## Aim of the task
Rewrite everything in the passage on Dr Khan's evidence from "42 The Law Society" down to "least August 2008.", and swap "submission" for "argument".

## Source text

---

42 The Law Society made the point, which was not challenged, that the report of Dr Khan was prepared for a quite specific purpose, namely in support of a submission to the effect that the Respondent would not be able to deal with the Law Society’s application until at least August 2008.

43 Dr Khan was called and gave oral evidence. Unfortunately, he did not have with him his clinical notes. That notwithstanding, his evidence was quite acceptable, at least as far as it went. It is plain from that evidence that the Respondent suffered from major depression so much so that he "did not care whether he lived or died" that he was engaging in "avoidance behaviour", was "not thinking right" and was "not totally well". He agreed that his report 30 August 2007 was prepared for the quite specific purpose of obtaining an adjournment and not prepared for any other purpose. His professional opinion was that by early 2006 the Respondent was unable to run and manage his practice. However, the real question related to the various transactions: Dr Khan’s view was that the Respondent understood how his bank accounts worked, understood the difference between trust and general/office account and understood the procedures for transferring trust money. Importantly, he understood that the transactions were unauthorised; understood the nature and quality of his conduct; and understood the consequences. Thus, when he made the admissions to the Law Society Inspector he understood what those transactions related to. Although Dr Khan expressed the opinion that the responses of the Respondent were "fear-based" (made in order to avoid getting into further trouble), he had a clear understanding of the consequences of his conduct.

---

[Items in a dataset]
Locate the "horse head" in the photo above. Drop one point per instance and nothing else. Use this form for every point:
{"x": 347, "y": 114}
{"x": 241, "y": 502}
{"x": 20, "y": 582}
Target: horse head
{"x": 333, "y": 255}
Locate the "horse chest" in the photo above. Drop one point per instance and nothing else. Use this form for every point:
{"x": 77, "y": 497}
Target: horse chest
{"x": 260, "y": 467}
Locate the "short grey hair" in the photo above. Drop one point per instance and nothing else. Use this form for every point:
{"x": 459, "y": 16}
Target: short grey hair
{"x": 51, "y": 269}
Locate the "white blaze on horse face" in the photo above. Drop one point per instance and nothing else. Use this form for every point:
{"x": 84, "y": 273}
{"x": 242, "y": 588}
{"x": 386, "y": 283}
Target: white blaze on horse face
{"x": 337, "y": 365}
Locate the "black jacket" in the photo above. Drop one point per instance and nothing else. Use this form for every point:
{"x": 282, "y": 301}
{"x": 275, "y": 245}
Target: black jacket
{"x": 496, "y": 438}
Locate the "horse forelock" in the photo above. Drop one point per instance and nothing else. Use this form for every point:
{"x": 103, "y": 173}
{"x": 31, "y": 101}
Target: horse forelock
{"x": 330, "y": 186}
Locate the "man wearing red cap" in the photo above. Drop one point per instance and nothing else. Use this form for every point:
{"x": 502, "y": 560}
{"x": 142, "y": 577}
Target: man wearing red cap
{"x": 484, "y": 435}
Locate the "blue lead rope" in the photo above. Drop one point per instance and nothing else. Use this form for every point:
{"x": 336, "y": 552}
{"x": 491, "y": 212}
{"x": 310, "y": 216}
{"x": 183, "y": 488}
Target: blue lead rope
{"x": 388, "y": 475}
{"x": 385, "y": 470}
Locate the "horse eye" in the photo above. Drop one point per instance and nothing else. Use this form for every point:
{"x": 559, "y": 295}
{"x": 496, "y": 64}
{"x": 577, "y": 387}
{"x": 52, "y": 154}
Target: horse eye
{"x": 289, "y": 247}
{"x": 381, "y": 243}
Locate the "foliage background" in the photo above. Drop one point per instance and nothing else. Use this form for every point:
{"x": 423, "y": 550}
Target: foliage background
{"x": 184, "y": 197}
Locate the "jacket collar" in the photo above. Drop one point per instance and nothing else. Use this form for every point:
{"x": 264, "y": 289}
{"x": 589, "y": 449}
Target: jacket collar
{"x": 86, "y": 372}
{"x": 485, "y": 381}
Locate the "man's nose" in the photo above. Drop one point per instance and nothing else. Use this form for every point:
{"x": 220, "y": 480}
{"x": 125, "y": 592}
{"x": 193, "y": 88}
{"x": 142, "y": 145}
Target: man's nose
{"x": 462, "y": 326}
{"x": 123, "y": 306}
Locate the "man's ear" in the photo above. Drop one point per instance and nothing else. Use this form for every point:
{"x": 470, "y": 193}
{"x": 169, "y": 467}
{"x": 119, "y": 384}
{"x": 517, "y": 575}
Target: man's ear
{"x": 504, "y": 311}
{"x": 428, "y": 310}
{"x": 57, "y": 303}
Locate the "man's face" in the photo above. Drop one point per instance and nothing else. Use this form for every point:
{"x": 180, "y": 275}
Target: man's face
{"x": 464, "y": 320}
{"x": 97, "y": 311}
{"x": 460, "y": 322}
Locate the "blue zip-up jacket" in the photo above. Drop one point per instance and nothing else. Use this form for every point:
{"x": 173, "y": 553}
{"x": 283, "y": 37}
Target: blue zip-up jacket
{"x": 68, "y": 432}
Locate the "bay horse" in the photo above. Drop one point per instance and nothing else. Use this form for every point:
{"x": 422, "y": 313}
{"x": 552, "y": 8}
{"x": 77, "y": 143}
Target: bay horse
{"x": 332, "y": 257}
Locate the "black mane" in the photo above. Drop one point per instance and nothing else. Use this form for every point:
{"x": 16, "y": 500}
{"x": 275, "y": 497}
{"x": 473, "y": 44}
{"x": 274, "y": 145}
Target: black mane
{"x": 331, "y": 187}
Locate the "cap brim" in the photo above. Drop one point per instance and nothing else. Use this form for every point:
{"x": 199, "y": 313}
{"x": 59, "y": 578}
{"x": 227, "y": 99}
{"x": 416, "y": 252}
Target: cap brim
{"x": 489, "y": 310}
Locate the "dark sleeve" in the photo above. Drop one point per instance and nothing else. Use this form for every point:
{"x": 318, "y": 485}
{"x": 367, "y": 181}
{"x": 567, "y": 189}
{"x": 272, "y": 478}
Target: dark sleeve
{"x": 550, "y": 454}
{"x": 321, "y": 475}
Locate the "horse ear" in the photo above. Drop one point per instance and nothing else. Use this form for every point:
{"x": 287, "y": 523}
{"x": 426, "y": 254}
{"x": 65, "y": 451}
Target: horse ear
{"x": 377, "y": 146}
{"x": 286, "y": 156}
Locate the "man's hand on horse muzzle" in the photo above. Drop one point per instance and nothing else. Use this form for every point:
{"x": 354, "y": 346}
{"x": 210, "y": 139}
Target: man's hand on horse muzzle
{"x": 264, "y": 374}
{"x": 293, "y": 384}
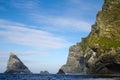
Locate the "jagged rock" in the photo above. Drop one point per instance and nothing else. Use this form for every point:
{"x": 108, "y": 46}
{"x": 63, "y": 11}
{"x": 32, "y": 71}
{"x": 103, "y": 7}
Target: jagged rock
{"x": 15, "y": 65}
{"x": 99, "y": 52}
{"x": 61, "y": 72}
{"x": 44, "y": 72}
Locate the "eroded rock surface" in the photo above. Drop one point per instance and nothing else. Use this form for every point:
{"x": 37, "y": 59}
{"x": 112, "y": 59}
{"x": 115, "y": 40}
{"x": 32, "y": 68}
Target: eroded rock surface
{"x": 99, "y": 52}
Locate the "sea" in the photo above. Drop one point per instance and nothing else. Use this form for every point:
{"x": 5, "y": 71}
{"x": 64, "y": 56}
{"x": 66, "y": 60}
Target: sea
{"x": 55, "y": 77}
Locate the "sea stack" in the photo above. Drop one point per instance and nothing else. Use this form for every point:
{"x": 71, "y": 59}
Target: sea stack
{"x": 16, "y": 66}
{"x": 99, "y": 52}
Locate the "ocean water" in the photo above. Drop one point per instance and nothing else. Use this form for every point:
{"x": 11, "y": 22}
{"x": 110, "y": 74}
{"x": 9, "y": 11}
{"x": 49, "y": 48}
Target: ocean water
{"x": 55, "y": 77}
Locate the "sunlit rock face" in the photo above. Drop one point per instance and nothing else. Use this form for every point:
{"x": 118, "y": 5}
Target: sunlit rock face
{"x": 15, "y": 65}
{"x": 99, "y": 52}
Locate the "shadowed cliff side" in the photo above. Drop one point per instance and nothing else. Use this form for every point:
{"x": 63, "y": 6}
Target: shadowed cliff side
{"x": 99, "y": 53}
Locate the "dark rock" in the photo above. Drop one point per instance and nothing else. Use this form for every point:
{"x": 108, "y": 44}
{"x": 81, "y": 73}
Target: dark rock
{"x": 99, "y": 52}
{"x": 61, "y": 72}
{"x": 15, "y": 65}
{"x": 44, "y": 72}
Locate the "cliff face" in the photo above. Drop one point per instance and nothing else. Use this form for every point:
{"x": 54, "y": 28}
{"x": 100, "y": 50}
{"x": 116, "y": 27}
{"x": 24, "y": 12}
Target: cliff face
{"x": 15, "y": 65}
{"x": 100, "y": 51}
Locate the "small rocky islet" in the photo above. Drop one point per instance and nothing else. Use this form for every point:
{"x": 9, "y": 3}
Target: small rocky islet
{"x": 16, "y": 66}
{"x": 98, "y": 53}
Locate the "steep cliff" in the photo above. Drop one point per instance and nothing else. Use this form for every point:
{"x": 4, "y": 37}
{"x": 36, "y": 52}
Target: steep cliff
{"x": 15, "y": 65}
{"x": 99, "y": 52}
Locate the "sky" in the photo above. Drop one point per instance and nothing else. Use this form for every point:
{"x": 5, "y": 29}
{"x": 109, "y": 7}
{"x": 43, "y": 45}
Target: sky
{"x": 40, "y": 32}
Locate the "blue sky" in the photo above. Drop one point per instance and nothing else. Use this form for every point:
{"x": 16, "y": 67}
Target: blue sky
{"x": 40, "y": 32}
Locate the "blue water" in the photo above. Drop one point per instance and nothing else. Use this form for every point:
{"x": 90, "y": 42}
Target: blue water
{"x": 54, "y": 77}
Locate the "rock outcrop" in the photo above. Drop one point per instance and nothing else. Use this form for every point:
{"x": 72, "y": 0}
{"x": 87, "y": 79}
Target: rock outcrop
{"x": 99, "y": 52}
{"x": 60, "y": 72}
{"x": 15, "y": 65}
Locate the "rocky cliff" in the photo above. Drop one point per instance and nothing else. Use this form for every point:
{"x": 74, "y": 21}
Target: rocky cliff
{"x": 99, "y": 52}
{"x": 15, "y": 65}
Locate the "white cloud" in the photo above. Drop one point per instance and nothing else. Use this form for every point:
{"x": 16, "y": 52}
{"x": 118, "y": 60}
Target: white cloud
{"x": 20, "y": 34}
{"x": 25, "y": 4}
{"x": 61, "y": 23}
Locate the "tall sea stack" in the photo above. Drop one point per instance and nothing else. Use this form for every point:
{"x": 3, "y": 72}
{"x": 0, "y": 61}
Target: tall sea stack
{"x": 15, "y": 65}
{"x": 99, "y": 52}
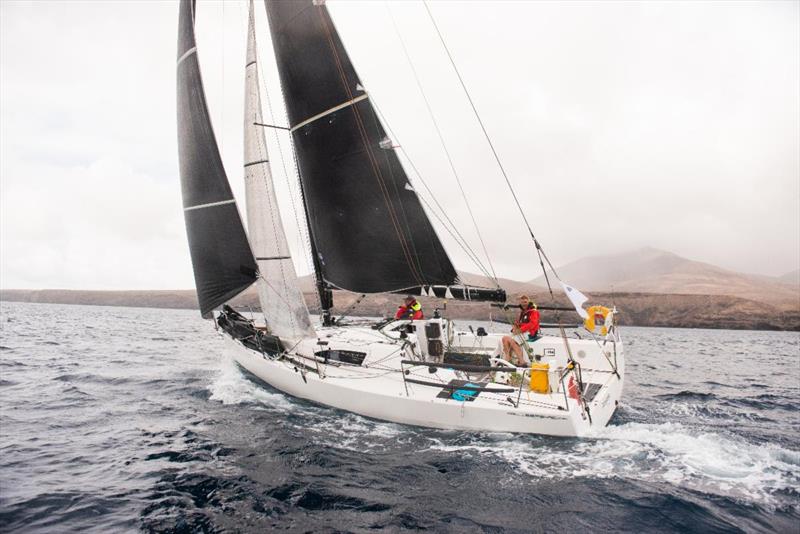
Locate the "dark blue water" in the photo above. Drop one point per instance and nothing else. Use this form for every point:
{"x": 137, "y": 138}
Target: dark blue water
{"x": 116, "y": 419}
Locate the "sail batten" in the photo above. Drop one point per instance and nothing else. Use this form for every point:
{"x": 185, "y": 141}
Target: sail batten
{"x": 369, "y": 227}
{"x": 222, "y": 261}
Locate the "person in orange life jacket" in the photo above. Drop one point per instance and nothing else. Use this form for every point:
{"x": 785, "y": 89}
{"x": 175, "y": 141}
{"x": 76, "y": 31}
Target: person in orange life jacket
{"x": 527, "y": 323}
{"x": 410, "y": 309}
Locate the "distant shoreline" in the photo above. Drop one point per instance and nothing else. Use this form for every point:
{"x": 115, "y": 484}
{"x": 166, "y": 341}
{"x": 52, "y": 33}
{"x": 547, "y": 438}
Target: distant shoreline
{"x": 636, "y": 309}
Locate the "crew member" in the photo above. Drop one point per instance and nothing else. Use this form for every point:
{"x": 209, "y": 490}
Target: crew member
{"x": 527, "y": 323}
{"x": 410, "y": 309}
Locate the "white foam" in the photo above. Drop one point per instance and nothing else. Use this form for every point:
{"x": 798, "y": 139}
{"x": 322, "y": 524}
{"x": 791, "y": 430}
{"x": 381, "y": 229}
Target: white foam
{"x": 709, "y": 462}
{"x": 231, "y": 387}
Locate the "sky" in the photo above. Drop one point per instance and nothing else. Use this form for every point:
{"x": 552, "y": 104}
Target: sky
{"x": 621, "y": 125}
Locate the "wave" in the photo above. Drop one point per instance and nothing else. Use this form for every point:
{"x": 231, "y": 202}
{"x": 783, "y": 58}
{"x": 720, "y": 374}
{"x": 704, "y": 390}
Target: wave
{"x": 230, "y": 386}
{"x": 688, "y": 395}
{"x": 708, "y": 462}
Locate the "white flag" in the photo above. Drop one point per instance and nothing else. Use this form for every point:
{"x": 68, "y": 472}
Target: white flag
{"x": 577, "y": 298}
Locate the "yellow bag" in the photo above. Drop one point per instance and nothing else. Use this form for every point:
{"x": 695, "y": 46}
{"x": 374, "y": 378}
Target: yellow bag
{"x": 540, "y": 382}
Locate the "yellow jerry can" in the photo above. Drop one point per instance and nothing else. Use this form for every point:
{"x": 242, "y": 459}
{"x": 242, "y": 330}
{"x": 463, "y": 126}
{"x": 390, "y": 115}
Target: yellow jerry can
{"x": 540, "y": 382}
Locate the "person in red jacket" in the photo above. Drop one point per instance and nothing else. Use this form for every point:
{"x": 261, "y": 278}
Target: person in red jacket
{"x": 410, "y": 309}
{"x": 527, "y": 323}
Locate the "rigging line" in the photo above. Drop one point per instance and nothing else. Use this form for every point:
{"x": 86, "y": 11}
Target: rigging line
{"x": 303, "y": 233}
{"x": 373, "y": 161}
{"x": 463, "y": 244}
{"x": 441, "y": 139}
{"x": 266, "y": 176}
{"x": 491, "y": 145}
{"x": 370, "y": 155}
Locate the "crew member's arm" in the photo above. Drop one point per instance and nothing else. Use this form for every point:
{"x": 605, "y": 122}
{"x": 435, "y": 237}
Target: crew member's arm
{"x": 531, "y": 326}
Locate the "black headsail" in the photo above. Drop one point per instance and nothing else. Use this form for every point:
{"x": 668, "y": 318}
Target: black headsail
{"x": 221, "y": 257}
{"x": 369, "y": 231}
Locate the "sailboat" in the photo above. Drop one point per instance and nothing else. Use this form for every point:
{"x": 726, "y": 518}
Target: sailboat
{"x": 368, "y": 233}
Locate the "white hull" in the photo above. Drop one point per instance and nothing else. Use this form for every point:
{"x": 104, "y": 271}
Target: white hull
{"x": 376, "y": 389}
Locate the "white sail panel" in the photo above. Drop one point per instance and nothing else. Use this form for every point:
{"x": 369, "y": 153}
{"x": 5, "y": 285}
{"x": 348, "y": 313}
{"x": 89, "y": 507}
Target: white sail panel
{"x": 281, "y": 299}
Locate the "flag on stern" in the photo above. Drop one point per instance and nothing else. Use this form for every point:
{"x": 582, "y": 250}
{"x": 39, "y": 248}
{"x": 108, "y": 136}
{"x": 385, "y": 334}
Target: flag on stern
{"x": 577, "y": 298}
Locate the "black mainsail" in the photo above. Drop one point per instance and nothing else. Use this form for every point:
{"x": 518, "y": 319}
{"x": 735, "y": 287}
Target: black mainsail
{"x": 221, "y": 257}
{"x": 369, "y": 231}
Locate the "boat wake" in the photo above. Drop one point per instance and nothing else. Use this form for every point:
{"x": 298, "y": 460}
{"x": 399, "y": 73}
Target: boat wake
{"x": 715, "y": 463}
{"x": 711, "y": 463}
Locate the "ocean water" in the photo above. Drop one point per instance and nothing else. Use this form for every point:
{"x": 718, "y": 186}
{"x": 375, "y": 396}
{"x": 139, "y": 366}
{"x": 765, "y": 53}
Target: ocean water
{"x": 123, "y": 419}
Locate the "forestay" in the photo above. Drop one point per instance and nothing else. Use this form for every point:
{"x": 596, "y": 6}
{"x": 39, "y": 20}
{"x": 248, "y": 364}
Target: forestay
{"x": 221, "y": 257}
{"x": 281, "y": 300}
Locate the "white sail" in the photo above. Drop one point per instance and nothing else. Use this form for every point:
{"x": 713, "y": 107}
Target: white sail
{"x": 281, "y": 300}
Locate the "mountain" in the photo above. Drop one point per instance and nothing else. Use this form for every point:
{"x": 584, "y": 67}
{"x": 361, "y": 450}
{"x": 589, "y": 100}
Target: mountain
{"x": 636, "y": 309}
{"x": 651, "y": 270}
{"x": 792, "y": 278}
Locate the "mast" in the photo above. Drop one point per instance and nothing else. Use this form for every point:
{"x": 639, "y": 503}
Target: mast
{"x": 222, "y": 261}
{"x": 282, "y": 302}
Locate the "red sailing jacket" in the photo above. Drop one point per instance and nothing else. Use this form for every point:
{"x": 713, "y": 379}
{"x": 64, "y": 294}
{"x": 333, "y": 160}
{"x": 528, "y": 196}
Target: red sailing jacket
{"x": 528, "y": 321}
{"x": 413, "y": 312}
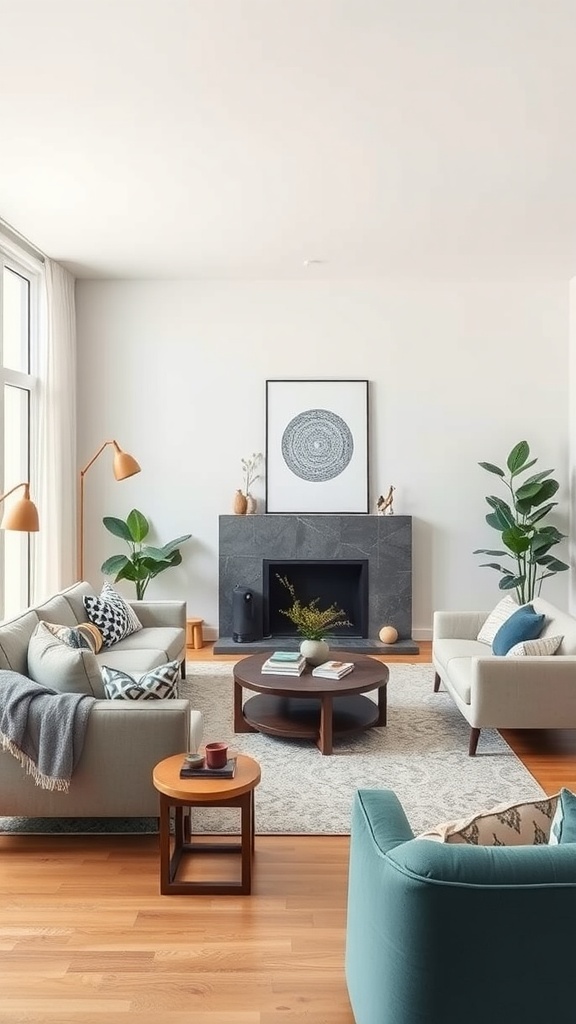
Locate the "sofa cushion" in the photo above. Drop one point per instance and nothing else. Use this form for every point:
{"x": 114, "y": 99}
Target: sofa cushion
{"x": 524, "y": 624}
{"x": 558, "y": 623}
{"x": 525, "y": 823}
{"x": 65, "y": 669}
{"x": 497, "y": 616}
{"x": 159, "y": 684}
{"x": 85, "y": 635}
{"x": 134, "y": 662}
{"x": 535, "y": 648}
{"x": 446, "y": 650}
{"x": 112, "y": 614}
{"x": 564, "y": 822}
{"x": 166, "y": 638}
{"x": 14, "y": 637}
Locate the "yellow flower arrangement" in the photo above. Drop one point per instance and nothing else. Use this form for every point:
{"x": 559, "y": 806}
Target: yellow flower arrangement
{"x": 310, "y": 621}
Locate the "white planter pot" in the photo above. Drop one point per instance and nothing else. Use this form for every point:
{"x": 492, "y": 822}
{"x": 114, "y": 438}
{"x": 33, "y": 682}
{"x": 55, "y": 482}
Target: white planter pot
{"x": 315, "y": 651}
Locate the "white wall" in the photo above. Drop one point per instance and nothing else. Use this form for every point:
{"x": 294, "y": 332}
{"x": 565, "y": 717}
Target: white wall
{"x": 175, "y": 371}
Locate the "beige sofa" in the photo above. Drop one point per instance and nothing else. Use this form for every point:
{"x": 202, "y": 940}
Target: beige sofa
{"x": 124, "y": 738}
{"x": 500, "y": 692}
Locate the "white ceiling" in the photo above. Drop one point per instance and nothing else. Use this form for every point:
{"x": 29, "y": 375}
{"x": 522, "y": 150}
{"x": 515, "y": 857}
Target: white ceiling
{"x": 237, "y": 138}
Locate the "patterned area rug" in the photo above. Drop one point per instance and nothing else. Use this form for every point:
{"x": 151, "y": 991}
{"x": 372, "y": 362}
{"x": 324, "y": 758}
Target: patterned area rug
{"x": 421, "y": 755}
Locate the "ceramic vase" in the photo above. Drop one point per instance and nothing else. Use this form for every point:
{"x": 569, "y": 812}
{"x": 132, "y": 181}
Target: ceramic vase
{"x": 315, "y": 651}
{"x": 240, "y": 503}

---

## Task answer
42 The Law Society made the point, which was not challenged, that the report of Dr Khan was prepared for a quite specific purpose, namely in support of a argument to the effect that the Respondent would not be able to deal with the Law Society’s application until at least August 2008.